*Supplied text*.
-- begin --

And Peter said to her, How is it that ye have agreed together to tempt the Spirit of God—to lie to the Lord? the feet that have buried your husband are at the door to carry thee out.
And she fell down and gave up the ghost. And the young men that carried out her husband, carried out her and buried her.
Trouble, trouble, trouble, trouble!
Now I turn one more page, just one more page—trouble, trouble. Chapter 6 begins with the same kind of a thing—trouble. “And in those days, when the number of the disciples was multiplied,” in that communist commune, “there arose a murmuring”—a fault-finding, a griping, a bitterness. And the King James Version translates it “Grecians”—Hellenists; that is, Greek-speaking Jews—“Hellenists against the Hebrews”—that is Aramaic-speaking Jews; the Jews in the land—“because their widows were neglected in the daily ministration” [Acts 6:1]. Those Hellenistic Jews, those Greek-speaking Jews, said when it comes to parceling out the common storehouse, they don’t treat our widows right. They show favoritism to these Aramaic-Palestinian widows. And there was trouble and trouble and trouble. It doesn’t work. It never has. It never will. And thereafter, you will never hear it mentioned again. It was never tried again. It was never established again. You will never find a vestigial reference of it in the Bible any more. It failed then. It fails forever.
Now that leads us to a real problem in the house of the Lord. How does the church sustain itself? If that doesn’t work—and it doesn’t work; never has worked; never will work; Christian communism is like political communism, it doesn’t work—well, if that doesn’t work, then how is the church to sustain itself? The Lord has given to us a vast assignment; the evangelization of the whole world [Matthew 28:19-20]. Then how could the Lord mandate to us such a tremendous work and then give us no guidelines to sustain it, and how to do it? Would the Lord do that? It would be unthinkable, unimaginable, and God knew it. So the Lord God provided a way for us that we might sustain the work of the church and that we might underwrite and undergird its prosperity and its great fulfillment of the commission.

-- end --

*Actions to take*.
1: Rewrite the part of the entries that opens with the line containing "ridge and return its bounding box." and closes with the line containing "824 648 1198 800" as a numbered list, leaving out blank lines and pictures.
2: Extend the sermon excerpt on Acts past its final sentence.
The sermon excerpt and the entries have nothing to do with each other.

*Records to process*.
-- begin --

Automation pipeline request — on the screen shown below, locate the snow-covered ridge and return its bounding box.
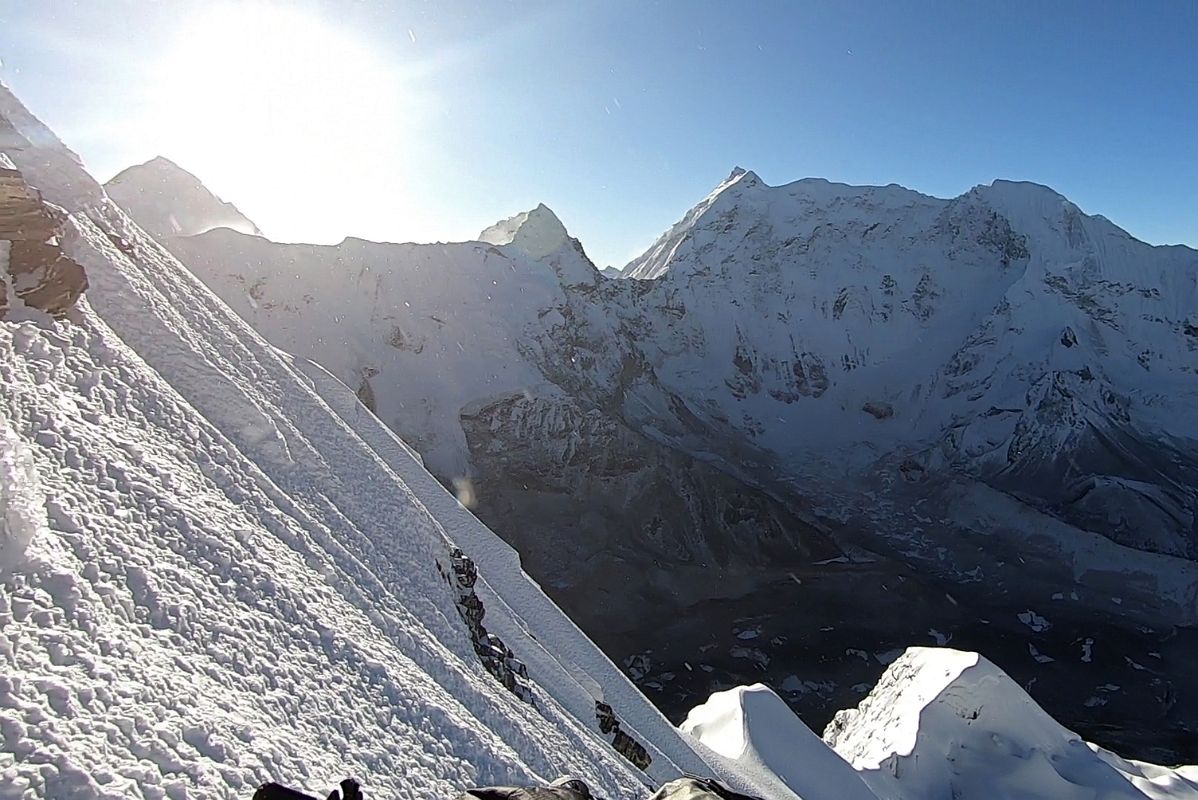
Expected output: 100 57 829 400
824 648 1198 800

-- end --
-- begin --

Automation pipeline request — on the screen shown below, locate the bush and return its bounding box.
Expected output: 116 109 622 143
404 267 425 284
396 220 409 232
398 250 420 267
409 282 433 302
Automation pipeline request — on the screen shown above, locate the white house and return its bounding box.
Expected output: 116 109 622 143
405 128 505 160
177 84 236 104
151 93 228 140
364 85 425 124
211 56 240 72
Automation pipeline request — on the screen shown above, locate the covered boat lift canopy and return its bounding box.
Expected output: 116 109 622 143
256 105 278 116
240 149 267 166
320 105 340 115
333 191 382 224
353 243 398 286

-- end --

*Expected results*.
1:
1. Automation pipeline request — on the screen shown below, locate the snow-covered ridge and return its bounding box.
2. Expected output: 100 57 829 400
3. 824 648 1198 800

2:
When we look through the Bible and that is what we are going to do now, I am going to speak from the Scriptures first, and from experience second; how God mandated to us, outlined for us, how we are to sustain the work of the Lord. In the Bible, there are great fundamental, foundational principles that we learn from the Holy Scriptures for living, for working, for being, for building, for ministering, for preaching, for evangelizing, for all of the many things God hath laid upon our people to do. In that Bible are great fundamental foundational principles by which our lives as a Christian people, as a Christian community, ought to be guided. Let me so show you what I am talking about.
There is not a syllable in the Bible against slavery—not a word. [The] only thing the Bible says is, “Slaves, be obedient to your master” [Ephesians 6:5]. There is no word in the Bible against slavery, but the great Christian principles of the Bible destroyed the institution of slavery forever. How? By teaching the brotherhood of the saints. Paul says, writing to Philemon, “I send Onesimus” his runaway slave, “I send him back to you . . . no longer a slave, but a brother beloved. . . . Receive him as such” [Philemon 10-17]. And that spirit of brotherhood destroyed the institution of slavery.
Look again, crucifixion: under the Romans, crucifixion was a universal institution. It was the commonest sight in the Roman Empire to go down a highway and see those crosses with those felons dying, suffering, agonizing thereon. Is there anything in the Bible against the institution of that execution? No. But it was destroyed by the spirit of kindness and sympathy, such as Ephesians 4:32: “Be ye kind one to another, tenderhearted, forgiving one another, even as God for Christ’s sake hath forgiven you.” And the spirit of kindness and sympathy destroyed that awesome figure of execution.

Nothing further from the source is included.